# INPUT DATA:
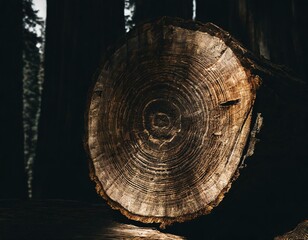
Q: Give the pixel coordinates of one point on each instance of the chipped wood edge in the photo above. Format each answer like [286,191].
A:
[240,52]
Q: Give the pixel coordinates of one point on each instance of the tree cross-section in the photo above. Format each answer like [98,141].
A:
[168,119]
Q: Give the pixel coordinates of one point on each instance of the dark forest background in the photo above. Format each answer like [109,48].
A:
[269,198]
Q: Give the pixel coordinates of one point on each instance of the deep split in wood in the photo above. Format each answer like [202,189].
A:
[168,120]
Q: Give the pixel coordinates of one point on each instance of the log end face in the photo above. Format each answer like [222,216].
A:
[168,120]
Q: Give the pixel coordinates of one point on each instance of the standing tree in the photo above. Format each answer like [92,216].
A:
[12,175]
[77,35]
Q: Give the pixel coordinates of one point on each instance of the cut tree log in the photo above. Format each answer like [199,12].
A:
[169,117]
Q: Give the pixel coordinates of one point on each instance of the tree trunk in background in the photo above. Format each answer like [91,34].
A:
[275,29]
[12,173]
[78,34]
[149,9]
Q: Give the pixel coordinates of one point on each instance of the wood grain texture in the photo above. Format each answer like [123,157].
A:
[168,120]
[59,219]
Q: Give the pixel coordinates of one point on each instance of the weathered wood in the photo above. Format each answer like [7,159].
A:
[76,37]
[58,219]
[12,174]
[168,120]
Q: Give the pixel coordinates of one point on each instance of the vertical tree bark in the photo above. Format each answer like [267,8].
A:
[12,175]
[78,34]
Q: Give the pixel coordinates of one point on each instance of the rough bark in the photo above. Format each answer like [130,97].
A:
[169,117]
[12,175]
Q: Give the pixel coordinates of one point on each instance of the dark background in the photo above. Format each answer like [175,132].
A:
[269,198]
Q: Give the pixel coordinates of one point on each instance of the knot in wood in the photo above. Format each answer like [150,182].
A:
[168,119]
==
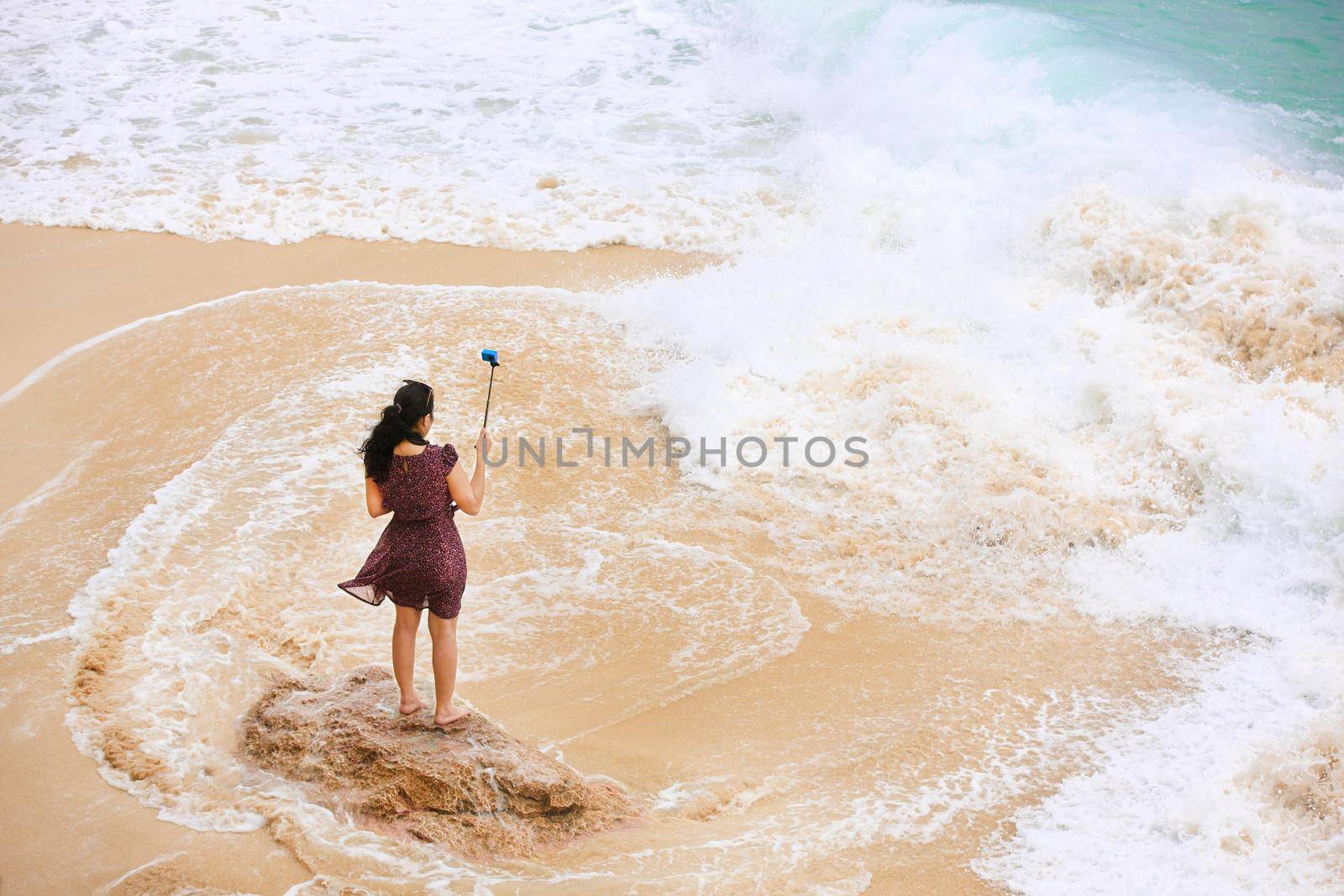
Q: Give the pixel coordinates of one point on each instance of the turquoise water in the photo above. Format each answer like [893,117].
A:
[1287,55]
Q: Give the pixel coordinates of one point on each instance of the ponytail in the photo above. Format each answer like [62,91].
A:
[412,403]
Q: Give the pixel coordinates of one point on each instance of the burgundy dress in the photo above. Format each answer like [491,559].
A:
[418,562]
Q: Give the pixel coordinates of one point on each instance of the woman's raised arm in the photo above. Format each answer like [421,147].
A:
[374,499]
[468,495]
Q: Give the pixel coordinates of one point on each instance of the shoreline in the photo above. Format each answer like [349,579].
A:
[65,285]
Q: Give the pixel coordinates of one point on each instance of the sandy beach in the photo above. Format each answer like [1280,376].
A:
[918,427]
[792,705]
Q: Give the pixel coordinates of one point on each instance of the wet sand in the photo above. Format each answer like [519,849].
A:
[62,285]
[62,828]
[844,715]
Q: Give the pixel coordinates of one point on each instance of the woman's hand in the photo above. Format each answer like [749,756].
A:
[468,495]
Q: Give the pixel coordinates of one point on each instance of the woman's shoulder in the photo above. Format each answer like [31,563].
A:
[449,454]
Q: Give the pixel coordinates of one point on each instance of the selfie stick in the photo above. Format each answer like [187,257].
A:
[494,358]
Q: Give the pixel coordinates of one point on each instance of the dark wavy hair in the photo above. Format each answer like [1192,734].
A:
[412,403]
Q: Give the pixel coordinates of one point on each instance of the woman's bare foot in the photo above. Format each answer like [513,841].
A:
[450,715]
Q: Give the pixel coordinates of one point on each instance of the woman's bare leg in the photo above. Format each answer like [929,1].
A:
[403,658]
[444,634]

# TASK:
Show every line of the material above that contains the word "dark", treating uppercase and lowercase letters as distinct.

# SOLUTION TO THIS EXERCISE:
Q: Give the pixel coordinates of one point on each instance of the dark forest background in the photo above. Format each answer like [109,48].
Q: Give the pixel coordinates of one point on each instance of the dark background in the photo above. Format each answer like [175,132].
Q: Give the pixel coordinates of one point on each instance of the dark wavy hair in the photo above. Format each answer like [1192,734].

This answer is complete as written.